## Begin

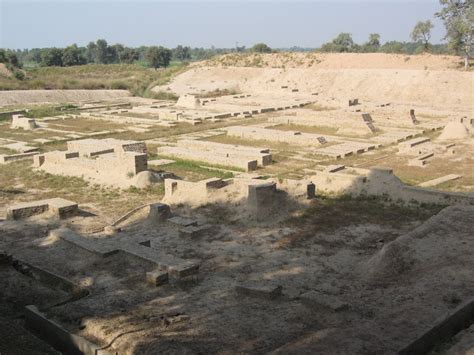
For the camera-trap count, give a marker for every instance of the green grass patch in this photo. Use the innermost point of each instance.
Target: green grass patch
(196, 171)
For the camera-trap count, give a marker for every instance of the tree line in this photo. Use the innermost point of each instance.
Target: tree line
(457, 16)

## End
## Begin

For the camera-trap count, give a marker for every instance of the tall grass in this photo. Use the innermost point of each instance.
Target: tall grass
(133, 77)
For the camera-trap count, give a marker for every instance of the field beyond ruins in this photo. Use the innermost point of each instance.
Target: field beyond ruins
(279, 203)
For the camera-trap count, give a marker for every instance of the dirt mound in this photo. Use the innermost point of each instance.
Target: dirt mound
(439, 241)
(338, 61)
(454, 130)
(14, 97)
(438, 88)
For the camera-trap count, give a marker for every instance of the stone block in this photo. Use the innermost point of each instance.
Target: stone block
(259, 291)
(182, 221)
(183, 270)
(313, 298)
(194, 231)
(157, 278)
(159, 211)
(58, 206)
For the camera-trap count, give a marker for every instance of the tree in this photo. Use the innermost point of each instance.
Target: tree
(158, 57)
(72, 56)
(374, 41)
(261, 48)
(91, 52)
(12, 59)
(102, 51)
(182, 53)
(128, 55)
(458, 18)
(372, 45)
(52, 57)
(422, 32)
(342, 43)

## End
## Begin

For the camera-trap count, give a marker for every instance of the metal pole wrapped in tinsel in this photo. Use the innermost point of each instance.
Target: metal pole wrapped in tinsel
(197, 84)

## End

Set task
Please count the lines in the records above that contain the string "trap", and reply with the number alone.

Full solution
8